### [GIVEN INSTRUCTION]
Render as a JSON list of strings, one string per line, the lines of the entries starting with the line that contains "Given the photograph above, point out the mossy" and continuing through the line that contains "Query: mossy stone pedestal", both included. Leave out blank lines.

### [DATA FOR THIS TASK]
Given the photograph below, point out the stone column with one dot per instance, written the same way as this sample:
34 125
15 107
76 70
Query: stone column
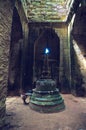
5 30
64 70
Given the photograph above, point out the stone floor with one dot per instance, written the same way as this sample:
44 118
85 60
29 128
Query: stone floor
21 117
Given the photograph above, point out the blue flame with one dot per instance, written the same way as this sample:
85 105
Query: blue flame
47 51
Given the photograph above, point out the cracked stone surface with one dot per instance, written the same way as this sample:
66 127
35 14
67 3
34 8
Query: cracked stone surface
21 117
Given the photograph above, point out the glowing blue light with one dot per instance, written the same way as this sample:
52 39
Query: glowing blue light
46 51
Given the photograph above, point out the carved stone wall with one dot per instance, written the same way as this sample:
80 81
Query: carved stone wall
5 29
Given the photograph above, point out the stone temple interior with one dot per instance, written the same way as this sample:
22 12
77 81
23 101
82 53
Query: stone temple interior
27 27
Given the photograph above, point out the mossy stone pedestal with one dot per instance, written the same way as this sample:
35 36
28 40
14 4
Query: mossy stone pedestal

* * *

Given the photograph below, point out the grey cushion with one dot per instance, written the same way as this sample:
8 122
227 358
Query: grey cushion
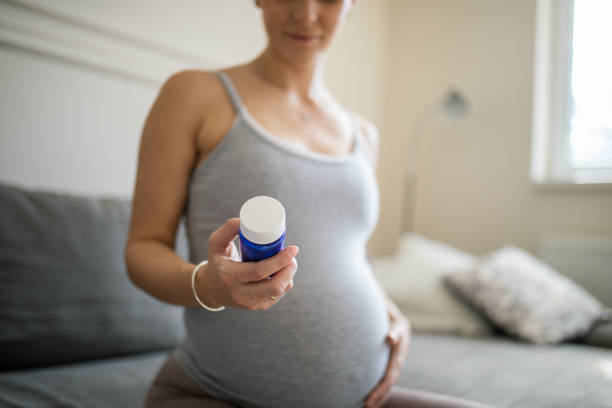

### [EXERCISE RESPONSE]
[
  "Given the photograph above, point out the mossy stone pedestal with one dot per instance, written the same way as this sample:",
  "35 36",
  "28 40",
  "14 4",
  "Query: mossy stone pedestal"
]